** SUPPLIED TEXT **
>>>

Try to make a pact between all team members before the race that whatever happens during the race you will all at least be civil to each other after the race. Hopefully as crew or rider you will bond with most of your team (and these bonds can be very deep and last a lifetime), but don’t be surprised if there are some team members whom you may not want to interact with again – at least not for a while. This is ok – respect each other’s personal space, but again, try to be forgiving, and stay civil. Recognize that you’re now outside of the confines of the race and back to “normal” life. Leave any petty squabbles behind, take the high road, and focus on the positives.
The only way to learn from our mistakes is to recognize them and understand them. Conduct a post-mortem after the race to learn from the experience, especially if you plan to race again. After a race I will send out a questionnaire to crew members to try and gather their feedback. I ask about all aspects of the race – the pre race planning/communication, race execution, supplies, leadership, teamwork, etc. I ask what worked and what didn’t in all areas – with regard to managing the rider as well as with regard to managing the crew. Remember, as a rider you only see a small slice of what is happening during a race, so this feedback can be very enlightening and helpful! Encourage crew to be honest, be accepting of this feedback, and use it to try and improve your next race experience for all involved.
Following these guidelines is by no means a guarantee that you’re going to have a “perfect” race, or even that you’re going to finish, but you will at least arrive at the start line with a crew who are prepared for the journey ahead. Rider and crew will still be tested mightily on the race course, but you will be much more prepared to rise and meet those challenges head on. Your overall race experience will also be much more pleasant, positive, and safer for everyone involved. Hopefully you’ll all be able to walk away from the race as friends who have great respect for each other and who would work together again, and you’ll have memories and stories that will last a lifetime!

<<<

Point localization data

>>>

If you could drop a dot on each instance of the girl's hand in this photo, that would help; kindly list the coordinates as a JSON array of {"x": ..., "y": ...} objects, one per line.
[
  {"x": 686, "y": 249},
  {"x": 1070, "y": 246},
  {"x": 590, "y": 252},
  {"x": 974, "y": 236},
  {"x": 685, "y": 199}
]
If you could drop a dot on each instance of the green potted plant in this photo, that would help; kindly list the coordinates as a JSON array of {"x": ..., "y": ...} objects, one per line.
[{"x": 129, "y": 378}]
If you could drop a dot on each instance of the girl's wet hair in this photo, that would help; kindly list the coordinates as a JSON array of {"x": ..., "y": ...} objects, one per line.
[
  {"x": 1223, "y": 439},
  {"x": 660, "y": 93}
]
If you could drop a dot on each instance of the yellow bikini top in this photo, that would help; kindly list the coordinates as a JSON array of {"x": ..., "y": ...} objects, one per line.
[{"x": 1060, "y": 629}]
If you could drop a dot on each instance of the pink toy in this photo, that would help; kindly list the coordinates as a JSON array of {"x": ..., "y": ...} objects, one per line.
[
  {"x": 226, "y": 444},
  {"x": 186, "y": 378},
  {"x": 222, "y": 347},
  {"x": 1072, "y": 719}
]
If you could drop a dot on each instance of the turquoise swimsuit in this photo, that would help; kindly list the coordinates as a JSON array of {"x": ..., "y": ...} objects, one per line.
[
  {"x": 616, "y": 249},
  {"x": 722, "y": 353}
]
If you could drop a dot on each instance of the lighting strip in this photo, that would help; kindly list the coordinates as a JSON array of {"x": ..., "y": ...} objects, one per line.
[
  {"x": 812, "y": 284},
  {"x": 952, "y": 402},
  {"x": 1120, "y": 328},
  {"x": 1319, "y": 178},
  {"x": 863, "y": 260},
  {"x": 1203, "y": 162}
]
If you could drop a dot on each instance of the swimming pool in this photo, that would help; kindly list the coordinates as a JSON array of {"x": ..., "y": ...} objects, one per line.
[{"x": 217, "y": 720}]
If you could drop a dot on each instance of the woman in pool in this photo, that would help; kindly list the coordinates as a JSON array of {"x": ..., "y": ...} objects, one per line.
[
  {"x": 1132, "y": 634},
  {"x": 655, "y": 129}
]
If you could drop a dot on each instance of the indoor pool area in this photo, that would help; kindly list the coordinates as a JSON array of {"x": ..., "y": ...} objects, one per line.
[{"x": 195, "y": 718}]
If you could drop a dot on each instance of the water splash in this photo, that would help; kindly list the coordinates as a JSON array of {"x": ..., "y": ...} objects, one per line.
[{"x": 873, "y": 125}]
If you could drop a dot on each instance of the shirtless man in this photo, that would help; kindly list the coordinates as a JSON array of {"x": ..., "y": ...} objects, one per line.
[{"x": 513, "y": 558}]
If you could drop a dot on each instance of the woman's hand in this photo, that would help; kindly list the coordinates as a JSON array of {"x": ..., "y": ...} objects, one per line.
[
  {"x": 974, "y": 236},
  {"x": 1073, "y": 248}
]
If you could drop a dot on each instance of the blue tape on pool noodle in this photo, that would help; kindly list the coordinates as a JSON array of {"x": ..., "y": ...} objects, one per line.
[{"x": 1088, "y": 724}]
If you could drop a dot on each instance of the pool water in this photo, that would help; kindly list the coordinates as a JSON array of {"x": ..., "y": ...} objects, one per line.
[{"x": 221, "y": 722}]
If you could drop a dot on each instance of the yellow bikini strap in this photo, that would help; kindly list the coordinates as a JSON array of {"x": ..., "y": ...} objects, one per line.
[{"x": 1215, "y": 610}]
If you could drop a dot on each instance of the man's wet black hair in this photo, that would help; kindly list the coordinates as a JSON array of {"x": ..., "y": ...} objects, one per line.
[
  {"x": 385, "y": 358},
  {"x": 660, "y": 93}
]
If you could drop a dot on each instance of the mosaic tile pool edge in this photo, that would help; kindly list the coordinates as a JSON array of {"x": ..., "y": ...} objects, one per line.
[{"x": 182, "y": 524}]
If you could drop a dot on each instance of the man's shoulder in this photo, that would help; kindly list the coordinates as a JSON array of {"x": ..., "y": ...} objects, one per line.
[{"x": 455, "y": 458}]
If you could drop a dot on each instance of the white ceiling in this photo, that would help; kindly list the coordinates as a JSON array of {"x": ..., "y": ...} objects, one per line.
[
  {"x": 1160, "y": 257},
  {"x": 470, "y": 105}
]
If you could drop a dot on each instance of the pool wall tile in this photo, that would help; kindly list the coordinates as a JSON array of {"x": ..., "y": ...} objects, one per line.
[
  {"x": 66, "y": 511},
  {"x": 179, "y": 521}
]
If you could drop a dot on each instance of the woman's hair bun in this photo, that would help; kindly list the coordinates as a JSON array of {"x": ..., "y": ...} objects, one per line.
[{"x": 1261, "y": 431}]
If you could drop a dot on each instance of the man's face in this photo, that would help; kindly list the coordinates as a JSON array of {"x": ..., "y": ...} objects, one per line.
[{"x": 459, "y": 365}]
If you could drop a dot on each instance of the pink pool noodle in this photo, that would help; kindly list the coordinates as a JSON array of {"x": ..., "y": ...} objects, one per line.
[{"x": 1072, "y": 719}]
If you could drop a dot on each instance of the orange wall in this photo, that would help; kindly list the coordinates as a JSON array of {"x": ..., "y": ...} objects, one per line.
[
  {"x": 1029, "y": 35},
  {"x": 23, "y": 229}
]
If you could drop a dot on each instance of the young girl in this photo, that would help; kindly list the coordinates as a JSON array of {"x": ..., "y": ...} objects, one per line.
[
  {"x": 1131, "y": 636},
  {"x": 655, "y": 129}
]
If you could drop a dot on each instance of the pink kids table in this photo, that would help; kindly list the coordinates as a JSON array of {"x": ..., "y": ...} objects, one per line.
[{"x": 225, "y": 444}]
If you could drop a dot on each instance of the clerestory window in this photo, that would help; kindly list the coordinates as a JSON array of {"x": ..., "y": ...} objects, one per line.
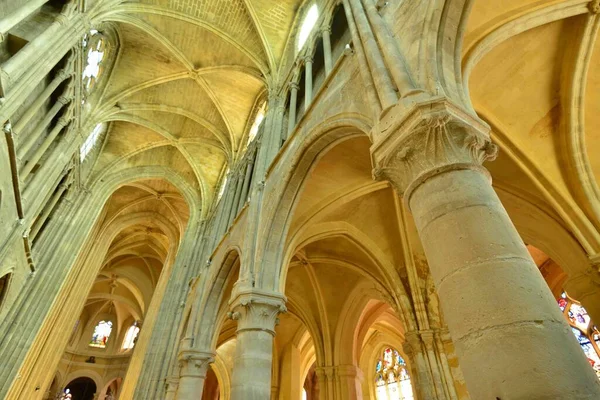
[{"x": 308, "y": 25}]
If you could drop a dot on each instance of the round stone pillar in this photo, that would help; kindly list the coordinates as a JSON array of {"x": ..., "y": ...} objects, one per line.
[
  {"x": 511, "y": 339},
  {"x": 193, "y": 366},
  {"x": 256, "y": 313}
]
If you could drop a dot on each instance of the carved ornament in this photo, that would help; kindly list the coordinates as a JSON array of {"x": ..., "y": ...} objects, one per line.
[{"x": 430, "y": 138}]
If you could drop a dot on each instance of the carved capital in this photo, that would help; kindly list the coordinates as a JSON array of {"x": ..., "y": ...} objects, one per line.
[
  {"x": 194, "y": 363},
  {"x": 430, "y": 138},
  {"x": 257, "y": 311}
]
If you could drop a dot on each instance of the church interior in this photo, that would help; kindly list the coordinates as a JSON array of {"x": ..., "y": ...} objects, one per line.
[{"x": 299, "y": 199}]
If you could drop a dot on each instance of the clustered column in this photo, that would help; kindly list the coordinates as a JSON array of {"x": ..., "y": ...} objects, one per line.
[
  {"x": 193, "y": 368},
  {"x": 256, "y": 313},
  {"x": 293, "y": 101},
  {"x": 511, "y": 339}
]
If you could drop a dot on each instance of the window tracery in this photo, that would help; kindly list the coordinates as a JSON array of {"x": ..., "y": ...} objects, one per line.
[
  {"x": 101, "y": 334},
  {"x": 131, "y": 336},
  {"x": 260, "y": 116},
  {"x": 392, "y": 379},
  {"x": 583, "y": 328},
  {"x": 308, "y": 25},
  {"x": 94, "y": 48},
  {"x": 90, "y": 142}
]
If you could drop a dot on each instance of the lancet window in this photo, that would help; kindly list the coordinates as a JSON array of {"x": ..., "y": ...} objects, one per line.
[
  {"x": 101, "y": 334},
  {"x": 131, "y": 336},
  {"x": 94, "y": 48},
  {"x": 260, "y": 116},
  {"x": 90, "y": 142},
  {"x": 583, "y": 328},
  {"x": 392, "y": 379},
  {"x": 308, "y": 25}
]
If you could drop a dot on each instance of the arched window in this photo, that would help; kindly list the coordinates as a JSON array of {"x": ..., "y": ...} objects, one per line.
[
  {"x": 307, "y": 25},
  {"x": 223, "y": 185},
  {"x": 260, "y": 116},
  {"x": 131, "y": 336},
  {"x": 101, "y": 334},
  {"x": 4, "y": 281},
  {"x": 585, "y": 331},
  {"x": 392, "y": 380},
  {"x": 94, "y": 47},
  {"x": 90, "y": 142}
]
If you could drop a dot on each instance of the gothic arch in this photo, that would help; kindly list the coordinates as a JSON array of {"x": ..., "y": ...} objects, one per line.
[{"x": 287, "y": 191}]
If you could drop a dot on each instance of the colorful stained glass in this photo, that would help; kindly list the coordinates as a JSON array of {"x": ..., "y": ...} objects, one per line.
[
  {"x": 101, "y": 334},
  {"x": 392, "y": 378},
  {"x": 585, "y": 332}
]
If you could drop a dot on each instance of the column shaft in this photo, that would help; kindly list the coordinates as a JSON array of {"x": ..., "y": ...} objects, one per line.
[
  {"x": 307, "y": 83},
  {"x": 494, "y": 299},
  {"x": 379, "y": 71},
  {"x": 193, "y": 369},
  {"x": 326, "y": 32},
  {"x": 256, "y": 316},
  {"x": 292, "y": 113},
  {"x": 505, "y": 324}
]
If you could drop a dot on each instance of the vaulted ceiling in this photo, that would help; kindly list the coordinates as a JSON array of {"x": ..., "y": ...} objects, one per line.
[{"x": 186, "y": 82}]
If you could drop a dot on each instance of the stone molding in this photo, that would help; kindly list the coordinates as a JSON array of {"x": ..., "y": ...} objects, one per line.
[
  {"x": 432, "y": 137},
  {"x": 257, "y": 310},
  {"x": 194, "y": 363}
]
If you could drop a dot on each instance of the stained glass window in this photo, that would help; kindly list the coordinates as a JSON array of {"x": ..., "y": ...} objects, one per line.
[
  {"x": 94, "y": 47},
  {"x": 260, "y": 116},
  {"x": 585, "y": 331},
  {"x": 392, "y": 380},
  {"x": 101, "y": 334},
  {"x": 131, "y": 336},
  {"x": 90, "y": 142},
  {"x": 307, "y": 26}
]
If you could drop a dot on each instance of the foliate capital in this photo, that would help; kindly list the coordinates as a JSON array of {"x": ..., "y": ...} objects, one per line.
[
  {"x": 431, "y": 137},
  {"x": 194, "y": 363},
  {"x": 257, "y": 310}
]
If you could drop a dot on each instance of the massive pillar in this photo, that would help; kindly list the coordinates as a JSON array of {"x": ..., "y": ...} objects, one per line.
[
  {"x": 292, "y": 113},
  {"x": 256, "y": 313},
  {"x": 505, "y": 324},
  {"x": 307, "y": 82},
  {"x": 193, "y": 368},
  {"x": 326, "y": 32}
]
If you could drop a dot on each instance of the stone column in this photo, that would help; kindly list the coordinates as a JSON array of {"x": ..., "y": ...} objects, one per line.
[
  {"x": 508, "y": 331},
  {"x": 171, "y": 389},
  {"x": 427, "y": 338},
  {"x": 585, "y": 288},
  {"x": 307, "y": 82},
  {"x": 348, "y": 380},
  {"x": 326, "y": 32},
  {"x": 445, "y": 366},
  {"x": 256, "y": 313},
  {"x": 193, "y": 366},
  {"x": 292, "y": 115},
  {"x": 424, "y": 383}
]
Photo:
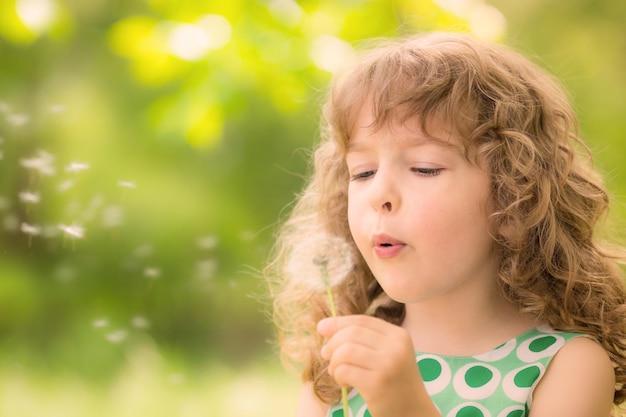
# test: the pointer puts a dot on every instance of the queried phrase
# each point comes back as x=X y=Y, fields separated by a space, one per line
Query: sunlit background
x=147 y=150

<<<
>>>

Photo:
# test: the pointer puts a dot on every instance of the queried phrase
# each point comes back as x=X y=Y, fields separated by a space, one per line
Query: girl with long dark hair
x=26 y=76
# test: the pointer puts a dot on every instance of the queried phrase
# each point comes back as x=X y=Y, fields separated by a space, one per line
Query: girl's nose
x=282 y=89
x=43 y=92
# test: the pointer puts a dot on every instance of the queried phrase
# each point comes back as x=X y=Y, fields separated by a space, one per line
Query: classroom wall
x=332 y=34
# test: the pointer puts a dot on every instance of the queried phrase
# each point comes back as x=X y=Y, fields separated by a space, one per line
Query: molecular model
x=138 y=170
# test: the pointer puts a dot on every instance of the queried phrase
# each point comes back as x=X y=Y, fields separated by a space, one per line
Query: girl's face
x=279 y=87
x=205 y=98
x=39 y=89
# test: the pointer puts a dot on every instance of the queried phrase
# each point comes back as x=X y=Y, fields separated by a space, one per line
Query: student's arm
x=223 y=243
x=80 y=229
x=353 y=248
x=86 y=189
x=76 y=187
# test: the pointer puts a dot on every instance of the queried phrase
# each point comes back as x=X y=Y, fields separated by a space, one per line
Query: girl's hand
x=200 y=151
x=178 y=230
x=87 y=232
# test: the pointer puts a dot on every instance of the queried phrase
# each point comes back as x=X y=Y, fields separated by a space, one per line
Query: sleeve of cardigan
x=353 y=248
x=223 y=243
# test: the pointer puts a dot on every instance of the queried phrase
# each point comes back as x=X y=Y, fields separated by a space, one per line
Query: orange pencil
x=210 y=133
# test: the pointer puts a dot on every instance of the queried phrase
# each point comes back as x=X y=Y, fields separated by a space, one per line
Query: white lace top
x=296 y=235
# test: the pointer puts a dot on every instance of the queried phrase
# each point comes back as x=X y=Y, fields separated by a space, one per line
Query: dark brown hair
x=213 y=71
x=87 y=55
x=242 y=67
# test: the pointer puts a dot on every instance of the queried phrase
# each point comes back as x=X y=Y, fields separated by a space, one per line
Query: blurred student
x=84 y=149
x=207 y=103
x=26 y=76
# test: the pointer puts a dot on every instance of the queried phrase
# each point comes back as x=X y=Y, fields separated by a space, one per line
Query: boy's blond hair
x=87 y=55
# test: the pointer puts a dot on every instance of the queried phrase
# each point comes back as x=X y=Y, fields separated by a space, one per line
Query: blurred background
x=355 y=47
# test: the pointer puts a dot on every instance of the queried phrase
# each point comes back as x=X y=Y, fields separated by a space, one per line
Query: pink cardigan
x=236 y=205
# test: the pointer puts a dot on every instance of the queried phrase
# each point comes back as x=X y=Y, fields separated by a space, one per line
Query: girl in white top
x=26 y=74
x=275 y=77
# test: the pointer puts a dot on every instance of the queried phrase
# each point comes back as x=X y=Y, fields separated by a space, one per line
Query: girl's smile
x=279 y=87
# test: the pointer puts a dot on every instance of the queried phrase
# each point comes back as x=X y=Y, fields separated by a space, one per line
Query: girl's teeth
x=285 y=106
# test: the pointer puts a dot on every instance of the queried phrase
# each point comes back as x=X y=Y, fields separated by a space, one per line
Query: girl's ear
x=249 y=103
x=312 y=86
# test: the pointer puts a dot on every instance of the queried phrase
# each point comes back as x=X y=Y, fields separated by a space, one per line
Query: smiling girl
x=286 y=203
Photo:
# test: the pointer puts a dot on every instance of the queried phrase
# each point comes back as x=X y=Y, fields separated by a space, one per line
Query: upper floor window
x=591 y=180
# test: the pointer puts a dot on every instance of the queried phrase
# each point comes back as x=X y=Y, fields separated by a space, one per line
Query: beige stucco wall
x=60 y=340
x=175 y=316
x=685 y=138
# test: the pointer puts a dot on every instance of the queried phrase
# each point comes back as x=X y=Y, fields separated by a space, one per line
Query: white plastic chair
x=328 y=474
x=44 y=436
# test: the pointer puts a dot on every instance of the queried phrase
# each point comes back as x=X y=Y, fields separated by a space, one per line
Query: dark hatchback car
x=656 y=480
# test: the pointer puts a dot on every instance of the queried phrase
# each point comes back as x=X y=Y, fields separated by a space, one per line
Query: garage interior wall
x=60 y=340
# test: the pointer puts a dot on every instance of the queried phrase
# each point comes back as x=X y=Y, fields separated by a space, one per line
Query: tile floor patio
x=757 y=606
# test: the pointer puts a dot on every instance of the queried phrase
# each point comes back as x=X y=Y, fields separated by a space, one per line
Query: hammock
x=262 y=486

<<<
>>>

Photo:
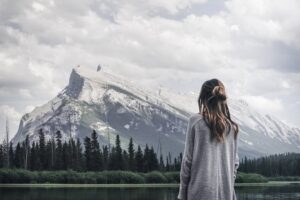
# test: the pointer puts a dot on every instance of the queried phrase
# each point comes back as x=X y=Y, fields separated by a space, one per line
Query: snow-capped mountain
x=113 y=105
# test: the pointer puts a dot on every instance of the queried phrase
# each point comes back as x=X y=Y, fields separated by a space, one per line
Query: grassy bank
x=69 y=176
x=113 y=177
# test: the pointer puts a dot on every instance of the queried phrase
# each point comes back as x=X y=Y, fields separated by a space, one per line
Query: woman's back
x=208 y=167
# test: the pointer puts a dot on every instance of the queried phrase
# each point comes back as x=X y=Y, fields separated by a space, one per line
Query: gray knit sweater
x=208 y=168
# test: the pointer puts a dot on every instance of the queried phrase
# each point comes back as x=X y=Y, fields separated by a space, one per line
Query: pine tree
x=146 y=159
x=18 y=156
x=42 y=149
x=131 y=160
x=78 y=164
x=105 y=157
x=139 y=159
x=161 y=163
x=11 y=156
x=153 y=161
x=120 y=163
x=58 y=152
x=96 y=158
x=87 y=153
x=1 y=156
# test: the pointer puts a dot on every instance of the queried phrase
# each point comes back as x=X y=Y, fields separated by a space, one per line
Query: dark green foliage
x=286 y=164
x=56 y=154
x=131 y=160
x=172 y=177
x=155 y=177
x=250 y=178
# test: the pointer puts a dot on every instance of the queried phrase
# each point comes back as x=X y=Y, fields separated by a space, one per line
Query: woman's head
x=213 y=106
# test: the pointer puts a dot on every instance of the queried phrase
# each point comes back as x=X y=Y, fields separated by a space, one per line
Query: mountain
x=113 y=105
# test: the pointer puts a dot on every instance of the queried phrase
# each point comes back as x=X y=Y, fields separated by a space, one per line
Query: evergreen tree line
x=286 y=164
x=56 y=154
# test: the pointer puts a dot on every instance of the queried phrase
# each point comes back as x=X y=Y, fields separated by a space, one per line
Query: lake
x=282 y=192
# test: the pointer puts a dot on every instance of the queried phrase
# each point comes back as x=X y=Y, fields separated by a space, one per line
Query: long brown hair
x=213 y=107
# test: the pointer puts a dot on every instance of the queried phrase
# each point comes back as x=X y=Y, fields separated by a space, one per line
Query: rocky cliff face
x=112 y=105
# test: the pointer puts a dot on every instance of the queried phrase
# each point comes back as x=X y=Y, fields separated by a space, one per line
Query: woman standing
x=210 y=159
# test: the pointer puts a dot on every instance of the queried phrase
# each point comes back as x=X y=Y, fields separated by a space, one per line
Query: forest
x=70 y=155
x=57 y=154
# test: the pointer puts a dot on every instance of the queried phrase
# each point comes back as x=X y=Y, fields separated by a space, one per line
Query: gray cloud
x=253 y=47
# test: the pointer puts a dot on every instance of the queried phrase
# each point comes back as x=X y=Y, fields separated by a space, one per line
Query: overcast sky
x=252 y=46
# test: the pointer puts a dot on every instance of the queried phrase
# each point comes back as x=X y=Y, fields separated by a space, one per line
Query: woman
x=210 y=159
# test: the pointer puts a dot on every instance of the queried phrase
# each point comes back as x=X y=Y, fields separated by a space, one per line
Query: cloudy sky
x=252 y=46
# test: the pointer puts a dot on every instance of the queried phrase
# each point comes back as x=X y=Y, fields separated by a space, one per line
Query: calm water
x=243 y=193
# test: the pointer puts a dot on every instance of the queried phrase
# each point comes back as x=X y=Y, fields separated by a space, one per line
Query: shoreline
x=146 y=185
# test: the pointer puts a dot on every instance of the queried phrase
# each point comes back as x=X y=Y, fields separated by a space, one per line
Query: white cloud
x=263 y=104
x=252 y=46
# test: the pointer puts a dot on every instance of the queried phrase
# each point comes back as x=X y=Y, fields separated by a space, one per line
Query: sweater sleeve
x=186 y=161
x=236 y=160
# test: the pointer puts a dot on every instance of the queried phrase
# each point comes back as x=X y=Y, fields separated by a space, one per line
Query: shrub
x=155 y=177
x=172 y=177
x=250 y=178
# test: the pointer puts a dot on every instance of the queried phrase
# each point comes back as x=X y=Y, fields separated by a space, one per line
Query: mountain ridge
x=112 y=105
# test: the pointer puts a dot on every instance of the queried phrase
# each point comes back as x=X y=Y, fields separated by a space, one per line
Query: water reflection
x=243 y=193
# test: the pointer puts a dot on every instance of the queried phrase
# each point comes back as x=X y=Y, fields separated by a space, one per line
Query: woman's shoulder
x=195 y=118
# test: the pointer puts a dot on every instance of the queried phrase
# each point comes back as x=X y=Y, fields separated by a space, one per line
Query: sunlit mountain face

<<<

** WHAT TO WORK ON **
A) According to the race crew text, what does the writer send out to crew members after a race?
B) List every aspect of the race that the race crew text names as a topic of the post-race questionnaire.

** TASK-BY-TASK OUTPUTS **
A) A questionnaire to gather their feedback.

B)
- Pre race planning/communication
- Race execution
- Supplies
- Leadership
- Teamwork